Source records:
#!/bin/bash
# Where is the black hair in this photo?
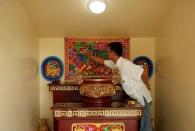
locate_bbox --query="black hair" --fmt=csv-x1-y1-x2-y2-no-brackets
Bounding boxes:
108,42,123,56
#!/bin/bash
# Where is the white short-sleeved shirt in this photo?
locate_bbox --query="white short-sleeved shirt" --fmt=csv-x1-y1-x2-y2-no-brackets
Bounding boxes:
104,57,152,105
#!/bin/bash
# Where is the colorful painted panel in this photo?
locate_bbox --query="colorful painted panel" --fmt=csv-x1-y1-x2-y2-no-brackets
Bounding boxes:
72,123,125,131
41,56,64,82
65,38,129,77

**EXERCISE PROMPT:** Reproduce every line of the material above word for word, omitting the picture.

**RESULT:**
#!/bin/bash
# Where is the black hair in this photo?
locate_bbox --query="black hair" --fmt=csv-x1-y1-x2-y2-no-brackets
Bounding boxes:
108,42,123,56
#!/bin/bash
# Where is the white short-sleeved shirt in this photo?
locate_bbox --query="white short-sleeved shirt" --fmt=csv-x1-y1-x2-y2-no-brackets
Bounding boxes:
104,57,152,105
#!/bin/bash
# Where is the colorful painted panel in this photo?
locate_bbox --query="colorful painted panel" --fmt=csv-x1-y1-x2-y2-no-brackets
Bounding boxes:
72,123,125,131
41,56,64,82
65,38,129,77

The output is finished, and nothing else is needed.